Repeat word for word the part of the Mary Ellen Bute text below that starts at "Mary Ellen Bute (November" and ends at "Seeing Sound series.".

### Document section
╔══
Mary Ellen Bute (November 21, 1906 – October 17, 1983) was a pioneer American film animator, producer, and director. She was one of the first female experimental filmmakers, and was the creator of some of the first electronically generated film images. Her specialty was visual music; while working in New York City between 1934 and 1958, Bute made fourteen short abstract musical films. Many of these were seen in regular movie theaters, such as Radio City Music Hall, usually preceding a prestigious film. Several of her abstract films were part of her Seeing Sound series.

Biography
A native of Houston, Mary Ellen Bute studied painting in Texas and, subsequently, Philadelphia at the Pennsylvania Academy of the Fine Arts, then stage lighting at Yale University. She studied the tradition of color organs, as a means of painting with light. She worked with Leon Theremin and Thomas Wilfred and was also influenced by the abstract animated films of Oskar Fischinger. Bute's film-making has two relatively distinct modes. She created a series of abstract films exploring the relationship of sound and image in cinema, and a second body of work focused on the relation of language and cinema through adaptation of literary sources. Bute began her filmmaking career collaborating with Joseph Schillinger on the animation of visual representations of music. Her later films were made in partnership with her cinematographer Ted Nemeth whom she married in 1940.

In the 1960s and 1970s Bute worked on two films which were never completed: an adaptation of Thornton Wilder's 1942 play The Skin of Our Teeth, and a film about Walt Whitman with the working title Out of the Cradle Endlessly Rocking. Her final film, inspired by James Joyce, was Passages from Finnegans Wake, a live-action feature produced and directed by Bute, made over a nearly three-year period in 1965-67, and recipient of a Cannes Film Festival award.
╚══
### Given data
╔══
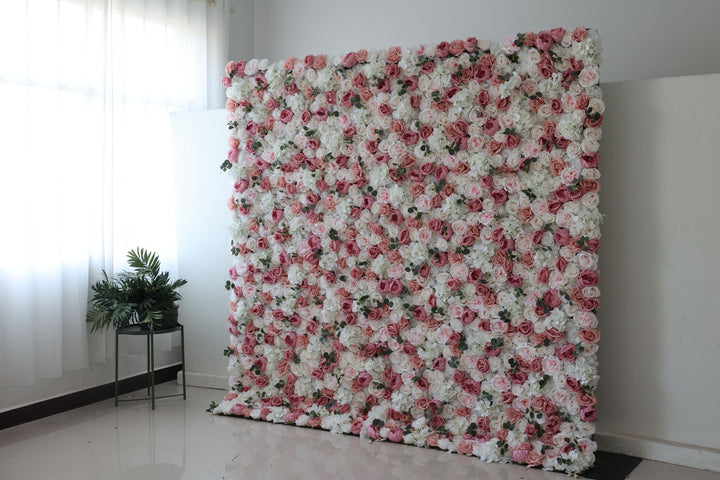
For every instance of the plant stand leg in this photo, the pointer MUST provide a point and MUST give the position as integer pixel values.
(147, 349)
(182, 347)
(152, 368)
(116, 367)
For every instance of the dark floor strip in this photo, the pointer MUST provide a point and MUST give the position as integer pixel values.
(612, 466)
(46, 408)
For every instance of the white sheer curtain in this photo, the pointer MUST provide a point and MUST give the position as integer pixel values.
(85, 91)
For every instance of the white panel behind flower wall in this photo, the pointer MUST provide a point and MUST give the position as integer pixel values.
(203, 221)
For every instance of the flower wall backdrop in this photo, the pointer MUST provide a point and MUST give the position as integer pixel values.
(415, 234)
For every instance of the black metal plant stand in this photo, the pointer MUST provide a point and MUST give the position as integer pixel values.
(138, 329)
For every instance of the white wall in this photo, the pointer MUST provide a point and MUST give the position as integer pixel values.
(660, 351)
(642, 38)
(203, 237)
(101, 371)
(242, 30)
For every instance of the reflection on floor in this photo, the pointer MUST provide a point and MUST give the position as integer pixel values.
(180, 440)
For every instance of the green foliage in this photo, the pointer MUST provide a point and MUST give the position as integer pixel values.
(143, 295)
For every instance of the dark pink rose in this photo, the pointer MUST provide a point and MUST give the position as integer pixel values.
(544, 40)
(395, 435)
(492, 125)
(566, 352)
(410, 137)
(589, 160)
(499, 197)
(392, 71)
(442, 50)
(552, 299)
(350, 60)
(587, 278)
(427, 67)
(589, 336)
(286, 115)
(588, 414)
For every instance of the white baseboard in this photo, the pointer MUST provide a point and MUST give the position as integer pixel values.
(693, 456)
(204, 380)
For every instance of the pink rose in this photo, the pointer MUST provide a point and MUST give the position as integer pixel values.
(350, 60)
(465, 447)
(393, 55)
(442, 50)
(544, 40)
(589, 336)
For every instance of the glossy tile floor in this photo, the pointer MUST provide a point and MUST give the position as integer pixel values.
(180, 440)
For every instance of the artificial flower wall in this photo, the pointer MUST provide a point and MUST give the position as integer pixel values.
(415, 234)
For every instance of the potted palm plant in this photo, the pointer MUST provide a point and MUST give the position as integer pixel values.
(144, 295)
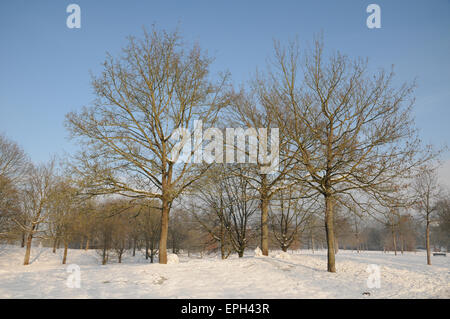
╚══
### Written solution
Mary Ellen Bute (November 21, 1906 – October 17, 1983) was a pioneer American film animator, producer, and director. She was one of the first female experimental filmmakers, and was the creator of some of the first electronically generated film images. Her specialty was visual music; while working in New York City between 1934 and 1958, Bute made fourteen short abstract musical films. Many of these were seen in regular movie theaters, such as Radio City Music Hall, usually preceding a prestigious film. Several of her abstract films were part of her Seeing Sound series.